**Exercise directions:** Report how many lines of the records below contain the string "wooden" with matching case. Give only the number.
====== Supplied material
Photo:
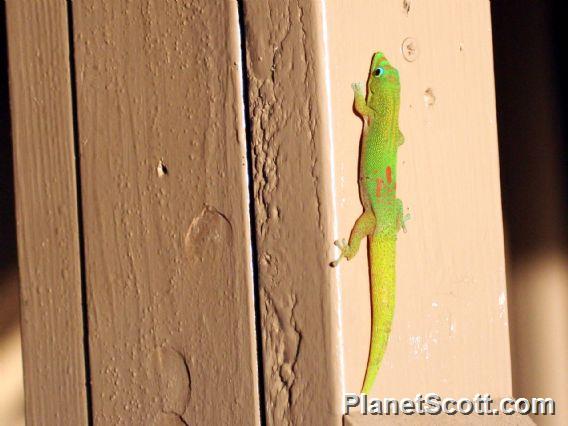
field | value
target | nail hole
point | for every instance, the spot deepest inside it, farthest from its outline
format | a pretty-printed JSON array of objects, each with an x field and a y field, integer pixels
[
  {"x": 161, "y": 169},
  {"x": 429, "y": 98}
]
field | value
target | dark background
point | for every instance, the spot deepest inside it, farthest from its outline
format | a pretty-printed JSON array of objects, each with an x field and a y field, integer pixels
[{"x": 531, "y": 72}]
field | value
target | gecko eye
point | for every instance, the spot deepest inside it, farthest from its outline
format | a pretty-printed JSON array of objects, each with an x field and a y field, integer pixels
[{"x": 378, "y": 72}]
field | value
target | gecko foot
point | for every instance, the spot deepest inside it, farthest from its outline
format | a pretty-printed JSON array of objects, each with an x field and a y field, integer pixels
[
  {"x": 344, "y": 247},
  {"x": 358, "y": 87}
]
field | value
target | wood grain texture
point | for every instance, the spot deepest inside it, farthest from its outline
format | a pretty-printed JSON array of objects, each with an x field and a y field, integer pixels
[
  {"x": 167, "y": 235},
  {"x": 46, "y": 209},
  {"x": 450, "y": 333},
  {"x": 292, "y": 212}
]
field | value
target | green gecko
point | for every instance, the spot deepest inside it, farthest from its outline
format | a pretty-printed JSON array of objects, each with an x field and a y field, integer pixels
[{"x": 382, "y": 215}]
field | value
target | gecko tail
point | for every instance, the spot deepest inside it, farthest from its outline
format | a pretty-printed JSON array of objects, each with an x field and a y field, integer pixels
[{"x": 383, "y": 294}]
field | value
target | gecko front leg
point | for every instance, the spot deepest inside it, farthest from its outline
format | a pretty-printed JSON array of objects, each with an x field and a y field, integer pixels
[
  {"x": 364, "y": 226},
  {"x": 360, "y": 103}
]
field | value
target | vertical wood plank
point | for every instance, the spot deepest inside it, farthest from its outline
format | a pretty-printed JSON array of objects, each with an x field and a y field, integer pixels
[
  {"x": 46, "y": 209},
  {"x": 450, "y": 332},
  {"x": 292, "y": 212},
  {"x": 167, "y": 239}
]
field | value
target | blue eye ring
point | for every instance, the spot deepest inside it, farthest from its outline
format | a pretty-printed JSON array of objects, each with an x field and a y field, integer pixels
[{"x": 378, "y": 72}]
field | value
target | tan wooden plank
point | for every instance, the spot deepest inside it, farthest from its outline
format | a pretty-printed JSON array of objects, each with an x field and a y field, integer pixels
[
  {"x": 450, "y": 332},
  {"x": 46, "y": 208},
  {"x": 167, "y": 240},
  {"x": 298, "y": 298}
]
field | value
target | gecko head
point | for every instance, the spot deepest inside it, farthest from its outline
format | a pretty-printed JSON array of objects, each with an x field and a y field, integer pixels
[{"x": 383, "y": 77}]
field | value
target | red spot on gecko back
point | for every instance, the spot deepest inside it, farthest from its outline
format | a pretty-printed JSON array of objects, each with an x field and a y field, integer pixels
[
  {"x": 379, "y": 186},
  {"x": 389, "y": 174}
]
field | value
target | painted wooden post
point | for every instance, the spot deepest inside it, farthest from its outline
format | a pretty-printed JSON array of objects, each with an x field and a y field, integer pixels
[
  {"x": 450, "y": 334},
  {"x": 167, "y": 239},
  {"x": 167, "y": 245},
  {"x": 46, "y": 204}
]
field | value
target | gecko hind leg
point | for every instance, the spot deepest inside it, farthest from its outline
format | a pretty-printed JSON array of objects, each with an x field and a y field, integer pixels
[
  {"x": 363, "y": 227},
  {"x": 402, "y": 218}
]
============
====== Supplied material
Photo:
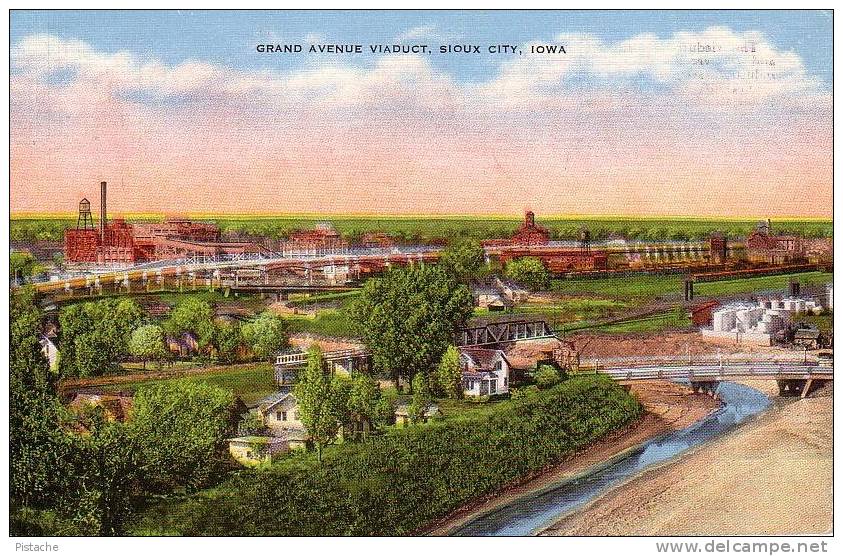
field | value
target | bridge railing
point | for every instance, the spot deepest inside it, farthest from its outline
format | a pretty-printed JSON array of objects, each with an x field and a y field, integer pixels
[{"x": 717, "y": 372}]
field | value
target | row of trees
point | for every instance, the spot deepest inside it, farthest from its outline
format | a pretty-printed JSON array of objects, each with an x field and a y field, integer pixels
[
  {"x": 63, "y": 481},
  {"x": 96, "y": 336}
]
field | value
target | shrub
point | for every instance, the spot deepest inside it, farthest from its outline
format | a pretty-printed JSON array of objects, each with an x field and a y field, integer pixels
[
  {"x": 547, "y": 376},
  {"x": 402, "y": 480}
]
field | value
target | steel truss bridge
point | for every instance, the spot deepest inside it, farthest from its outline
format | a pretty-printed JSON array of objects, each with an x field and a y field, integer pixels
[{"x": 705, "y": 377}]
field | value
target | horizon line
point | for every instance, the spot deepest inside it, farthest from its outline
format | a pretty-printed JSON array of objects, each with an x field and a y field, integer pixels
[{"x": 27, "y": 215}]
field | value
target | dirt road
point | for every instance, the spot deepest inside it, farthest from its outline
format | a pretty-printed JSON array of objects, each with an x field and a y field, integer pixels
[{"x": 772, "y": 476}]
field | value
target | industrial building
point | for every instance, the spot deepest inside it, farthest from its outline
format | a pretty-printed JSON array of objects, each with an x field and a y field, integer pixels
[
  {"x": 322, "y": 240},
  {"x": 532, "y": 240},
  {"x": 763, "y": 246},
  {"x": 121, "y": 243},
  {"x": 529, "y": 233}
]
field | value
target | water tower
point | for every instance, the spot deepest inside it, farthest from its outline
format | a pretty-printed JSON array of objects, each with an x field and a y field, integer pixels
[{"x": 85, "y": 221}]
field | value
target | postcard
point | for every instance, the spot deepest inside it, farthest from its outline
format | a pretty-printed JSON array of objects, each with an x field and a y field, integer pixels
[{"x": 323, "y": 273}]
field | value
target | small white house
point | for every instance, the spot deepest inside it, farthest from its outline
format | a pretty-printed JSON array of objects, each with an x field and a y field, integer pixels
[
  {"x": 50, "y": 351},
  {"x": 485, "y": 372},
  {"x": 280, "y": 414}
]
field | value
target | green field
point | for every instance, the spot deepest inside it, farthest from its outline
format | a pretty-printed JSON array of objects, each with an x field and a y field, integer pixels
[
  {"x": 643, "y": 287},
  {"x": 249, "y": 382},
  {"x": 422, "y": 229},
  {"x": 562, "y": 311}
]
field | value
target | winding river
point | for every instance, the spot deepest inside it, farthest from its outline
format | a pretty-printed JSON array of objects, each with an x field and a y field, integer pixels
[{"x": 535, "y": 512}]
============
====== Supplied material
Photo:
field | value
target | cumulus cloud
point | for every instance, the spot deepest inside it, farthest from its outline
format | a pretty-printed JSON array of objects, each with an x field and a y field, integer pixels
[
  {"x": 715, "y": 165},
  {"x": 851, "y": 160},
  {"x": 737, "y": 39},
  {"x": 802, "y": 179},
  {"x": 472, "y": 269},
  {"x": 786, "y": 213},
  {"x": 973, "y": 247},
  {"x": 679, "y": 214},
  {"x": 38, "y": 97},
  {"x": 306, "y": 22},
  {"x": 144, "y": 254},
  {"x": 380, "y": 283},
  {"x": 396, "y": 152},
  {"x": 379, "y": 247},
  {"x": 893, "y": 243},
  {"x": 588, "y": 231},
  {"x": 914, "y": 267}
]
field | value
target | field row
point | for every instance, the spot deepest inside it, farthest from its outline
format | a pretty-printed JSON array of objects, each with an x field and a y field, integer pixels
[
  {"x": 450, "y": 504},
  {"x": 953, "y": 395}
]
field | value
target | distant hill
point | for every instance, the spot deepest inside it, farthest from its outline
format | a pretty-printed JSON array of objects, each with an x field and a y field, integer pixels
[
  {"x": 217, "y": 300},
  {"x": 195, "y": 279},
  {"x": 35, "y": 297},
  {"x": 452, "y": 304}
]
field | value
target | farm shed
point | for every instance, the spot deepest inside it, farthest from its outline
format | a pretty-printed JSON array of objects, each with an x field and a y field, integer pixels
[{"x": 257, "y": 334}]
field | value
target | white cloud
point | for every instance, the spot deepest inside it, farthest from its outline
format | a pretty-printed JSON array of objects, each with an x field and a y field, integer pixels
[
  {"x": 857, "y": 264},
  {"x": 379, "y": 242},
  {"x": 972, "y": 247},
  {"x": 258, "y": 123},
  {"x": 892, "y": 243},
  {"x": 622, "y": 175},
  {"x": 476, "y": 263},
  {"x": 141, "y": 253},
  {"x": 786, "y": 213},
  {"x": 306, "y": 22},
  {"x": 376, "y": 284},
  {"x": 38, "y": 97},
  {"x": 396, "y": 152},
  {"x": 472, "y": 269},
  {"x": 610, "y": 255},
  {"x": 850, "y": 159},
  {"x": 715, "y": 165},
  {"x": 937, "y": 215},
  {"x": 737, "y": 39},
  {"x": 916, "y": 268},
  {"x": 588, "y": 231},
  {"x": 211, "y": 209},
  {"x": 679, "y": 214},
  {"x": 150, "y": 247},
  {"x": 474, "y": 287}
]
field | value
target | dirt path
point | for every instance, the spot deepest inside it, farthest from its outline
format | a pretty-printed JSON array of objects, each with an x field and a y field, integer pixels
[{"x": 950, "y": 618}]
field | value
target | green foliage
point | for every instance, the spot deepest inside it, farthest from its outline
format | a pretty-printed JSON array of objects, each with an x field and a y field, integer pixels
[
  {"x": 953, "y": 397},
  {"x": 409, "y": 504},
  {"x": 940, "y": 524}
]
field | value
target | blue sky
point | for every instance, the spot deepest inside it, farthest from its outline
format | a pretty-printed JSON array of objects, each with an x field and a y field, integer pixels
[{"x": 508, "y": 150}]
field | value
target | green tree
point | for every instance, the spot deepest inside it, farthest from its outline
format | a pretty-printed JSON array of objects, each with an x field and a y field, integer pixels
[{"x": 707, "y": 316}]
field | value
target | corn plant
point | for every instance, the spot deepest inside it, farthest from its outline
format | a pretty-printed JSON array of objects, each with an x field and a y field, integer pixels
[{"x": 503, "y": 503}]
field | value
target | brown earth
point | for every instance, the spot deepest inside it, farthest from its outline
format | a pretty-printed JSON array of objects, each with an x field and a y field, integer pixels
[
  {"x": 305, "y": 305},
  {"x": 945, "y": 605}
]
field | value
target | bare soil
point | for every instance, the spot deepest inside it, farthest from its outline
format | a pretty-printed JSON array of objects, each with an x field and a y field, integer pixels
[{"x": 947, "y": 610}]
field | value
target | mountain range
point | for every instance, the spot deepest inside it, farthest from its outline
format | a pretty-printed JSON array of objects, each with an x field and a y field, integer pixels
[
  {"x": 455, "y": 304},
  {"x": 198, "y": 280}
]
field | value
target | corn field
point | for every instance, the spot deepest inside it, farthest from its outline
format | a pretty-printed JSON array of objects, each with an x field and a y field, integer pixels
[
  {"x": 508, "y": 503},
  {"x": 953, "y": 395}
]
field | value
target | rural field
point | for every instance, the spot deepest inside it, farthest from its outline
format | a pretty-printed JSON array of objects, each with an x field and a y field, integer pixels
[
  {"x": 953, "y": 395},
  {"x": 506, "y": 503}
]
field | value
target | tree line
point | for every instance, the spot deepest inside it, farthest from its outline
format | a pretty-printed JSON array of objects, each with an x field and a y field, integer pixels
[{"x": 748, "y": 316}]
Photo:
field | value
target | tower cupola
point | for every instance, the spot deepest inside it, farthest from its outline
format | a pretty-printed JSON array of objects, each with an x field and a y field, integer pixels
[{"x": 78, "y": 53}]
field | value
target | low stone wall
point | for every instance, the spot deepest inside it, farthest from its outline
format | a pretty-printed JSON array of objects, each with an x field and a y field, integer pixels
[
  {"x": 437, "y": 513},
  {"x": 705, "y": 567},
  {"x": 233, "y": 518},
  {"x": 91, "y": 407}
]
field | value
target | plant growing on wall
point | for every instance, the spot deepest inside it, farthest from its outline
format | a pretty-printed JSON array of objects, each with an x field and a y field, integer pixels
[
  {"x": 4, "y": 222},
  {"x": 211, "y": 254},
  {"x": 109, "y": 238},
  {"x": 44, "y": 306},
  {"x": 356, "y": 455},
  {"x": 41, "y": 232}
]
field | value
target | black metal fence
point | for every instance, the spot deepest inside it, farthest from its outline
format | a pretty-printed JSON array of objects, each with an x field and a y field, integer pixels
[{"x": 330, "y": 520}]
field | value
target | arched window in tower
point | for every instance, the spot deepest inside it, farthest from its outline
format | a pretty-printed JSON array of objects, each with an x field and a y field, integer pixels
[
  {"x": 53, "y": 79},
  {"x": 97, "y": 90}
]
============
**Full output:** 2